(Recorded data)
__________
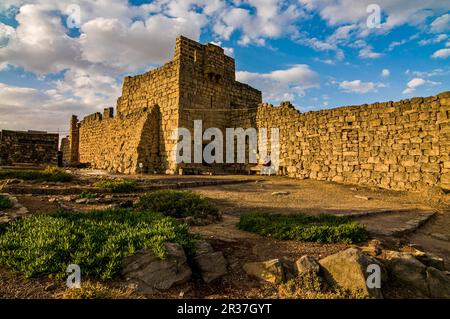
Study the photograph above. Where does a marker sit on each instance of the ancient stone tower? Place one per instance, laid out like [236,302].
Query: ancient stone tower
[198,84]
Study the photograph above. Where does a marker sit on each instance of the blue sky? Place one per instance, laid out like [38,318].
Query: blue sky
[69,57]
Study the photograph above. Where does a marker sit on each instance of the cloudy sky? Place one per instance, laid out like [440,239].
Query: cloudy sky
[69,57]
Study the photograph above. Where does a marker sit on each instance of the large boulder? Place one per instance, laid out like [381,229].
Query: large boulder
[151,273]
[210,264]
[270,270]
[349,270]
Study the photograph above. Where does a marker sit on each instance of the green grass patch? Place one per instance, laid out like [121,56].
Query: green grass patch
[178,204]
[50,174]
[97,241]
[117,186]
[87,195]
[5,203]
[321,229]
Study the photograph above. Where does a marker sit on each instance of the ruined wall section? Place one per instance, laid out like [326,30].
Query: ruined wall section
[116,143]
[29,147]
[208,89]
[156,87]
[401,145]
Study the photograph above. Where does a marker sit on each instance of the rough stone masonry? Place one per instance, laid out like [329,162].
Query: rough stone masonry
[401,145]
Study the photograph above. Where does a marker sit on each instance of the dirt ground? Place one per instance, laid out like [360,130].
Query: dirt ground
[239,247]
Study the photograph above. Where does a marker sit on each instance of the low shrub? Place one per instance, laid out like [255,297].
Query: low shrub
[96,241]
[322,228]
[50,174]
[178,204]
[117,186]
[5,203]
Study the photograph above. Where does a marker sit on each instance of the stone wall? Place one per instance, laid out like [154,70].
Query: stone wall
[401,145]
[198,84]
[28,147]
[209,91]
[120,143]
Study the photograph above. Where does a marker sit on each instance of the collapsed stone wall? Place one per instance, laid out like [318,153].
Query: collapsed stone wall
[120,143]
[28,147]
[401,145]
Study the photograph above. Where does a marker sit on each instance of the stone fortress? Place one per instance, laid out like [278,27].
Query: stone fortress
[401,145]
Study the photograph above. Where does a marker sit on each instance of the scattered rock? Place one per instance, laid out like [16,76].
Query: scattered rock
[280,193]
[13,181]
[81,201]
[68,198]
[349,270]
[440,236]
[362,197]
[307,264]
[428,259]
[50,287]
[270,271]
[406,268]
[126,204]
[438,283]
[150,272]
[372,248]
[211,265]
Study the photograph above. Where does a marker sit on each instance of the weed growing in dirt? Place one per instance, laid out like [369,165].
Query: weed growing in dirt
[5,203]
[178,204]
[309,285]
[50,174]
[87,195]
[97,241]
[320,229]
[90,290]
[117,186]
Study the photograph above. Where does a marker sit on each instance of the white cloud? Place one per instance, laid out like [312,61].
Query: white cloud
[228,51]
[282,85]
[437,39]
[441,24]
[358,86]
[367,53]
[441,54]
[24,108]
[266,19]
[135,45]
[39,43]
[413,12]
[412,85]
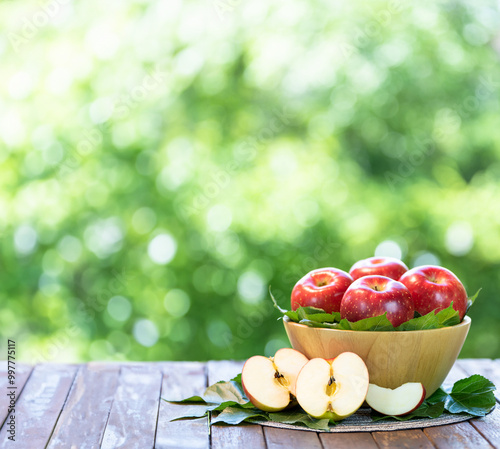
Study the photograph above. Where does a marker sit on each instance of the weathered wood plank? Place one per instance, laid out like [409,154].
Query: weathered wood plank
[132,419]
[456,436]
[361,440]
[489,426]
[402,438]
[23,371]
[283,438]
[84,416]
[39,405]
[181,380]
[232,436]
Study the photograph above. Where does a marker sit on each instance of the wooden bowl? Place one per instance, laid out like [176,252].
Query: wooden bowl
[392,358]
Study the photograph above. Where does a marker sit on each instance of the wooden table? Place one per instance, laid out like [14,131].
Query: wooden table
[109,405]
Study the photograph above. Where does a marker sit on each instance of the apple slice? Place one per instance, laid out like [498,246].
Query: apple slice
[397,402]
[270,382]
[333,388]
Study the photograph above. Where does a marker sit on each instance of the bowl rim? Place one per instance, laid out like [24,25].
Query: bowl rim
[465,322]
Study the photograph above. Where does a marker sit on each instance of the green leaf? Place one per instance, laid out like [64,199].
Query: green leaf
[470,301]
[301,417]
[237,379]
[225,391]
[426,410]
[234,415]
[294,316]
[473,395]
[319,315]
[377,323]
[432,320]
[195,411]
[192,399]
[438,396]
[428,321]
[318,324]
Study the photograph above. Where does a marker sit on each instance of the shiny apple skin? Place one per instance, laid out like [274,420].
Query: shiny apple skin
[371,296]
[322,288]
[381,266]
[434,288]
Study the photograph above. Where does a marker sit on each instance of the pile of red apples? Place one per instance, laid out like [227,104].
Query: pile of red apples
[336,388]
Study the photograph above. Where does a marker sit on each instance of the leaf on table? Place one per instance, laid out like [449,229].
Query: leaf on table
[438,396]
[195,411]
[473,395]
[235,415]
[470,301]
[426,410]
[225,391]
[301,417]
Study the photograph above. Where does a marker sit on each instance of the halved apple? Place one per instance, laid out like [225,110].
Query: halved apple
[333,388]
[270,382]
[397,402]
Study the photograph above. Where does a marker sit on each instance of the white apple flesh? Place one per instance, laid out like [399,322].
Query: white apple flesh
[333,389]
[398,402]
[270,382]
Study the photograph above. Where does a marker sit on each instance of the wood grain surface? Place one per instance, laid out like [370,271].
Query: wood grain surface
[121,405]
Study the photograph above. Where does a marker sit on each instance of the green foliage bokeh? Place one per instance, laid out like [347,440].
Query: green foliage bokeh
__________
■ **YOUR TASK**
Switch "photograph" to "image" in all of the records above and reproduce them with nothing else altered. Leave the pictures out.

■ **SOLUTION FOR THIS PROBLEM**
Study the image above. Where does a marker sit on each instance of the ancient stone tower? Place one per instance, laid out like [236,302].
Query: ancient stone tower
[198,84]
Study the image above. Where does a marker sit on each instance of the blue sky? Place one per instance, laid out like [38,318].
Query: blue sky
[69,57]
Study the image above. Where does a marker sit on each instance of the cloudy sky? Place one per instance, laid out like [440,239].
Query: cloudy sky
[69,57]
Study the image above. Where does a marker sit on each instance of the large boulder? Place one per instance, laid out like [381,229].
Query: large boulder
[151,273]
[210,264]
[270,270]
[349,270]
Study the image above. Where does a marker sit on each instance of the green grass patch? Place one per instance, laid out like [121,56].
Query: green grass patch
[178,204]
[50,174]
[97,241]
[117,186]
[87,195]
[5,203]
[321,229]
Study the image above. Where does a marker sit on each instance of the ruined wall section? Place one per instance, laid out like [326,30].
Query: ruined wall section
[116,143]
[29,147]
[208,89]
[156,87]
[401,145]
Study the image above. Where does a marker sit on each instance of the rough stone masonry? Place one per instance, laid out like [329,162].
Query: rough stone masonry
[401,145]
Study the image above. Where does a marker sit on each instance of the dirt ground? Place one per instance, laid out like [360,130].
Query: dirt ground
[239,247]
Study the image above. Where does a marker sit on each instance of the low shrub? Place one per instance, laid out like [255,297].
Query: low shrub
[96,241]
[322,228]
[50,174]
[178,204]
[117,186]
[5,203]
Study the image above. Where does a marker sit on each instance of the stone wall? Place one per instance, laid out like [154,70].
Query: stone wall
[401,145]
[198,84]
[28,147]
[209,91]
[120,143]
Study the image above. Where does a marker sit on each instance of the collapsed stone wall? Place one per instance, laid out like [318,153].
Query: collapsed stone wall
[120,143]
[28,147]
[401,145]
Study the image above. Where does a marker sit on each instance of the stone fortress? Place one per instance, laid out like [278,27].
Query: stone fortress
[401,145]
Study the image above. Where does a marker sit on each instance of the scattered rock? Place one per instance, laid out like [16,76].
Query: scattered rock
[280,193]
[13,181]
[81,201]
[68,198]
[349,270]
[440,236]
[362,197]
[307,264]
[428,259]
[50,287]
[270,271]
[406,268]
[126,204]
[438,283]
[150,272]
[372,248]
[211,265]
Study the image above. Where does a marker sit on each instance of the weed growing in dirt? Place one per instance, laid out like [369,165].
Query: weed growing in dirt
[5,203]
[178,204]
[309,285]
[50,174]
[87,195]
[97,241]
[320,229]
[90,290]
[117,186]
Study the image above. Where does a marker sit on each instance of the white cloud? Place one per instance, laid out like [312,61].
Query: white cloud
[228,51]
[282,85]
[437,39]
[441,24]
[358,86]
[367,53]
[441,54]
[24,108]
[266,19]
[135,45]
[39,43]
[413,12]
[412,85]
Study the image above. Where does a marker sit on each instance of the weathered wood plank? Place one per instance, laid out like [409,154].
Query: weathered wood plank
[132,419]
[456,436]
[361,440]
[489,426]
[402,438]
[23,371]
[283,438]
[84,416]
[39,405]
[181,380]
[232,436]
Study the image above. Where does a marker sit on each instance of the wooden bowl? Place one per instance, laid out like [176,252].
Query: wooden bowl
[392,358]
Study the image above. Where does a marker sit on each instance of the wooden table? Place one per instance, laid out like [14,131].
Query: wooden table
[109,405]
Study the image above. Where does a marker sit on each instance of the apple slice? Place one per instance, laid out like [498,246].
Query: apple slice
[397,402]
[270,382]
[333,388]
Study the image above. Where does a marker sit on each instance of the bowl rim? Place one per instance, laid out like [24,25].
Query: bowl rim
[465,322]
Study the image above. Where does a marker sit on each instance of the green leaf? Place one per instance, laid out like [64,199].
Query: green leaf
[470,301]
[301,417]
[237,379]
[225,391]
[426,410]
[234,415]
[294,316]
[473,395]
[319,315]
[377,323]
[432,320]
[195,411]
[192,399]
[438,396]
[428,321]
[318,324]
Study the image above. Where does a marker sit on each instance of the shiny apple skin? Place one per instance, laid out like [274,420].
Query: shiny apple skin
[371,296]
[322,288]
[381,266]
[434,288]
Study the image above. Where does a marker sit on each instance of the pile of red apples? Place one per instance, laid out like [227,104].
Query: pile of red apples
[336,388]
Study the image above. Where does a marker sit on each instance of the leaf on table? Place one per instance, laid out like [449,229].
Query: leaf on table
[438,396]
[195,411]
[473,395]
[235,415]
[470,301]
[426,410]
[225,391]
[301,417]
Study the image above. Where does a marker sit on each instance of the halved apple? Place one per instance, laid out like [225,110].
Query: halved apple
[333,388]
[270,382]
[397,402]
Study the image above. Where does a marker sit on each instance of the white apple flesh? Place one per instance, laid out like [399,322].
Query: white apple flesh
[333,389]
[398,402]
[270,382]
Study the image above. Where does a marker sit on each instance of the wood grain surface? Place one per instance, laid out like [370,271].
Query: wood grain surface
[121,405]
Study the image above. Where does a marker sit on each instance of the green foliage bokeh? Place one per instance, laid out like [347,440].
Query: green foliage bokeh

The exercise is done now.